> **Task to complete**:
Copy the data below word for word, keeping every line unchanged.

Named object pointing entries
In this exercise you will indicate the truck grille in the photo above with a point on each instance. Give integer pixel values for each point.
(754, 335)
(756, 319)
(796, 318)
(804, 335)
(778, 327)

> **Exercise solution**:
In this exercise you will indicate the truck grille in the photo above with a point on each instance. Give integer pixel values for each point.
(754, 335)
(756, 319)
(796, 318)
(804, 335)
(778, 327)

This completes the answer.